Begin at the line below that contains "Query: rough rock surface". Repeat it and all remaining lines of the records exactly.

---------- RECORD LIST ----------

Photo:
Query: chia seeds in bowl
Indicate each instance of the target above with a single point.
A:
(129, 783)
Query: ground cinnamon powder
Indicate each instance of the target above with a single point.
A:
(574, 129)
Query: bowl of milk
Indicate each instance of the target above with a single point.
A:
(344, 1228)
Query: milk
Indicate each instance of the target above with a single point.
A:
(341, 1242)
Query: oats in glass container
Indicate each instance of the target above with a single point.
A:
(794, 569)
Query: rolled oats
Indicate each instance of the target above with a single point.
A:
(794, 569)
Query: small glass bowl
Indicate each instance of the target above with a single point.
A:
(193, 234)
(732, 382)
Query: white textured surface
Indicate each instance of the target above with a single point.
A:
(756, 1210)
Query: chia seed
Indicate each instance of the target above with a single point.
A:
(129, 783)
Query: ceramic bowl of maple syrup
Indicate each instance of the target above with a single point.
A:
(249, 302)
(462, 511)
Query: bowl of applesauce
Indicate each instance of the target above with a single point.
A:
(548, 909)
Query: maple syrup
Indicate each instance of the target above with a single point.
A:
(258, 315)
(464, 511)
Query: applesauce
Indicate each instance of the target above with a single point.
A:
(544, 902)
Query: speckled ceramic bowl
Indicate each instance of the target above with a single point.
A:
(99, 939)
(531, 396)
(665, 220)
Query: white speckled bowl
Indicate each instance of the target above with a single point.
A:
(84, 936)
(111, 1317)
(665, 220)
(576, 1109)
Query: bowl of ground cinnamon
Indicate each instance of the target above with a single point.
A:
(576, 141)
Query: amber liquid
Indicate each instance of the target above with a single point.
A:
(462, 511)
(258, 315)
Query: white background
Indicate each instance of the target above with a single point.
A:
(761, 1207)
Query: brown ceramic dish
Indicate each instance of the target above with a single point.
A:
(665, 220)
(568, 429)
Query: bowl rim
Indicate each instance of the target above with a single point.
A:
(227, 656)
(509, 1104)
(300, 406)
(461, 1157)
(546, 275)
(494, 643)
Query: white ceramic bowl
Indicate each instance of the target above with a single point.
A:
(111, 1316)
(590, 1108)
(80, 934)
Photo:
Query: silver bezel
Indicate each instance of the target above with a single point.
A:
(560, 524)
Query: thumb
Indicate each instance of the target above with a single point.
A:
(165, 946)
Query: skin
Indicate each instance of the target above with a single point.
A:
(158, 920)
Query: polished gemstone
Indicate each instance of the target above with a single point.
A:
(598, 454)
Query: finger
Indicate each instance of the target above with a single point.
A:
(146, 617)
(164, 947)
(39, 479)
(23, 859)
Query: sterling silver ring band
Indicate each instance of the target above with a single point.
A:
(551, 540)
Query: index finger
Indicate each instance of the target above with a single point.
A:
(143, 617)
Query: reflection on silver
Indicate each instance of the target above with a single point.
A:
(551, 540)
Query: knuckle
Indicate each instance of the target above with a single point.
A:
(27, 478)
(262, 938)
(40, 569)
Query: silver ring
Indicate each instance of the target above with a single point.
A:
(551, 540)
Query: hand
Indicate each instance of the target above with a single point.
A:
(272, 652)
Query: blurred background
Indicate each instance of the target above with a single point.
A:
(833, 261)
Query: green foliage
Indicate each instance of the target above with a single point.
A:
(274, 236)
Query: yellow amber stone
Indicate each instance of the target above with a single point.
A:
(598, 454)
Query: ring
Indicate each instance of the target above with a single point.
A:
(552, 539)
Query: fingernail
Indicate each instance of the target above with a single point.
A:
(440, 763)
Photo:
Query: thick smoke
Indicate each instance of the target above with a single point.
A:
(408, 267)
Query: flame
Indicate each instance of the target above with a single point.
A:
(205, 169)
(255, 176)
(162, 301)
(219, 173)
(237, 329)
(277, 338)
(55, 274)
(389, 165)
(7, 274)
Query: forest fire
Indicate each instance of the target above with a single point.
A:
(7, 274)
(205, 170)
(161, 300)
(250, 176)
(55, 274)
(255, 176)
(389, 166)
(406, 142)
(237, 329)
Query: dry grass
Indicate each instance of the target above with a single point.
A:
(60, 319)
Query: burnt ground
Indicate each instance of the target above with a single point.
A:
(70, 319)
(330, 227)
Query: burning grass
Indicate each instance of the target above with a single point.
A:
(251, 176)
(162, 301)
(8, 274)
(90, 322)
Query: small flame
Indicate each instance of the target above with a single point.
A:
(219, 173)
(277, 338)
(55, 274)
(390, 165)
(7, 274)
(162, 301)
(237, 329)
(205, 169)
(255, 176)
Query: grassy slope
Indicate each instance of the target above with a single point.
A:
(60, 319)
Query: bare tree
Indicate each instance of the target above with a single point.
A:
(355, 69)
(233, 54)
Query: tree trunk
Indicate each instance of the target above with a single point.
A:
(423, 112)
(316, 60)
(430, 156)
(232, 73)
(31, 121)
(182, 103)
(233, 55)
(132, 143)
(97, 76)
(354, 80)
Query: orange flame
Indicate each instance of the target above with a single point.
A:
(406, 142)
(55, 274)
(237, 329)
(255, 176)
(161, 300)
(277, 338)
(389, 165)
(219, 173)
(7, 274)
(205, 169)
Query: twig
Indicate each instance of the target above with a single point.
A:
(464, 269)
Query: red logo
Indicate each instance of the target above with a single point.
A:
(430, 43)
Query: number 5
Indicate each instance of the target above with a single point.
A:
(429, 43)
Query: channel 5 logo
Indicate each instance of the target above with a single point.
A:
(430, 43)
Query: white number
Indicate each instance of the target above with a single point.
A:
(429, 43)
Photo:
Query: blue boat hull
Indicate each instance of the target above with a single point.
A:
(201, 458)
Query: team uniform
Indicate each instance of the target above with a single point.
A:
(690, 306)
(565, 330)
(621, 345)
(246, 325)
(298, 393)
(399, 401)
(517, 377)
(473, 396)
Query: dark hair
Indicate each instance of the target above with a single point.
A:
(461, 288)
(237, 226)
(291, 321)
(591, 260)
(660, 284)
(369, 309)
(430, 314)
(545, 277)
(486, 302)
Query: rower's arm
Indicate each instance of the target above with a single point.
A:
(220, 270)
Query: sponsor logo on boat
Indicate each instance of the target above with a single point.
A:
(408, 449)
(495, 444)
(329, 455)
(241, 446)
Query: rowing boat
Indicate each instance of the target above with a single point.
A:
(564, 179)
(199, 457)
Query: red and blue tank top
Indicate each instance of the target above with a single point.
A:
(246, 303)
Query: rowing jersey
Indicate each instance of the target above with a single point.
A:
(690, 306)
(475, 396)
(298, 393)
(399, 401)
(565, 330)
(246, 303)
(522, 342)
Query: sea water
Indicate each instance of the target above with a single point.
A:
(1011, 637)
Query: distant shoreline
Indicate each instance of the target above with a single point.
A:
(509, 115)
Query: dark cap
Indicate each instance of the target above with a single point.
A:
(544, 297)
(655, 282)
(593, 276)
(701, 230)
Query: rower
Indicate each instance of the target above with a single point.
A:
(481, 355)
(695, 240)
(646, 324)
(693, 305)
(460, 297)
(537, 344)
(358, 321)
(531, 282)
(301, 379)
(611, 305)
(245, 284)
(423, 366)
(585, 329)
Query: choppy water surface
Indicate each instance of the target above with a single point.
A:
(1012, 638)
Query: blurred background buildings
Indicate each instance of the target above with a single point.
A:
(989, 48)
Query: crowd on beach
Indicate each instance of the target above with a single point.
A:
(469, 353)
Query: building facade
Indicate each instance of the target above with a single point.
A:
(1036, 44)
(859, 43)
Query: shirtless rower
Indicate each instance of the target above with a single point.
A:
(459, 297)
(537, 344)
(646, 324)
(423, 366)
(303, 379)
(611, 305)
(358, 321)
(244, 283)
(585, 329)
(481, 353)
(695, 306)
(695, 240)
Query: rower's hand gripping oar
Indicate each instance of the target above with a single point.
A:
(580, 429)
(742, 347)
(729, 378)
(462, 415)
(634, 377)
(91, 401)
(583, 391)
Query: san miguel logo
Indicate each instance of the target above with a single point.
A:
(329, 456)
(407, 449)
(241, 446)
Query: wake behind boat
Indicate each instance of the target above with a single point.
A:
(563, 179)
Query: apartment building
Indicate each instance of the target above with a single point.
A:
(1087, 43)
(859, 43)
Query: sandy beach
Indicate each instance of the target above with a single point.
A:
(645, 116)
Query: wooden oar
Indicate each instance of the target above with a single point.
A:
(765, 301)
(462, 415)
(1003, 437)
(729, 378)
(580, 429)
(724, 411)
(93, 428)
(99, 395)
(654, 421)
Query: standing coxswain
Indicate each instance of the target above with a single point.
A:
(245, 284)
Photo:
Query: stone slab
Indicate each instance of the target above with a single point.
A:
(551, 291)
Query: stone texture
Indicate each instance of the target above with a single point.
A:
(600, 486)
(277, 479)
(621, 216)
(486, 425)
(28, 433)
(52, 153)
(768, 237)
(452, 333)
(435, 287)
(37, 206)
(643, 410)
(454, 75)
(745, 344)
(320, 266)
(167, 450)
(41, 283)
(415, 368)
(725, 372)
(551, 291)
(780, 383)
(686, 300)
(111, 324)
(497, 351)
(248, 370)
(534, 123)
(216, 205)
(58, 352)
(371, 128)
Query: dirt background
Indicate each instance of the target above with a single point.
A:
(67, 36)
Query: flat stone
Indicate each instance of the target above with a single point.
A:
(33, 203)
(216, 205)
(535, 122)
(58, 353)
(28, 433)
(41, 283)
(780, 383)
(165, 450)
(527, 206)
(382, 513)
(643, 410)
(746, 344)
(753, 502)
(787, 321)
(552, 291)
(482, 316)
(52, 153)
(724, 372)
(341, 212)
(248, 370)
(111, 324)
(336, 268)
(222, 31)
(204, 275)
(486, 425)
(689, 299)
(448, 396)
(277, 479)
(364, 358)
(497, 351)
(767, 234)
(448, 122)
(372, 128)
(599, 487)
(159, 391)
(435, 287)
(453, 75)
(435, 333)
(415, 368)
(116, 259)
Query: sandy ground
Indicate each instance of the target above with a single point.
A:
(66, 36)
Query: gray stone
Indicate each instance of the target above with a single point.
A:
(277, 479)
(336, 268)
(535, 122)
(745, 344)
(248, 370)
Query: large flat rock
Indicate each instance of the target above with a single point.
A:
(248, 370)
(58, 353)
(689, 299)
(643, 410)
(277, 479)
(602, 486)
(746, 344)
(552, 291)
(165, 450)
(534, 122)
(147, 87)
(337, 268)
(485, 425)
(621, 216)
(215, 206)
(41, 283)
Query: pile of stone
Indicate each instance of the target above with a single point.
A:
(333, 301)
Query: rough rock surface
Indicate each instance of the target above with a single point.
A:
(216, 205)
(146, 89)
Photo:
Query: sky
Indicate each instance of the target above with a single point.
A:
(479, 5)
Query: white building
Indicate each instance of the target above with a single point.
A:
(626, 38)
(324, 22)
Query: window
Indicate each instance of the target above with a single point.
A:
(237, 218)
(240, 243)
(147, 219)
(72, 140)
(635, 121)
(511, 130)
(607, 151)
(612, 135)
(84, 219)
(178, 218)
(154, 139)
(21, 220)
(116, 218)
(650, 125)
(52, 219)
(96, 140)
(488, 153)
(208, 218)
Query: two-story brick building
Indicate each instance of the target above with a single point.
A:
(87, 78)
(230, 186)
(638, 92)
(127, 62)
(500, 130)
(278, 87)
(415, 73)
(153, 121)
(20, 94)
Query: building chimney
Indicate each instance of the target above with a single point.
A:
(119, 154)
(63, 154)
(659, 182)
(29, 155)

----------

| TASK SOLUTION |
Query: rough rock surface
Indicate each instance of the target above with a single point.
A:
(216, 205)
(146, 89)
Photo:
Query: sky
Indicate each instance of the target above with a single point.
A:
(479, 5)
Query: white building
Indicate each instance of the target above with a single point.
A:
(626, 38)
(324, 22)
Query: window
Indicate each instance of the target above with a single point.
A:
(237, 218)
(240, 243)
(147, 219)
(72, 140)
(635, 121)
(511, 130)
(607, 151)
(612, 135)
(84, 219)
(178, 218)
(154, 139)
(21, 220)
(116, 218)
(650, 125)
(52, 219)
(96, 140)
(488, 153)
(208, 218)
Query: two-story brick building
Indicate each instance of the target above with a single point.
A:
(87, 78)
(230, 186)
(638, 92)
(127, 62)
(500, 130)
(278, 87)
(415, 73)
(153, 121)
(20, 94)
Query: building chimney
Indicate each instance of the target above with a single point.
A:
(119, 154)
(63, 154)
(659, 182)
(29, 155)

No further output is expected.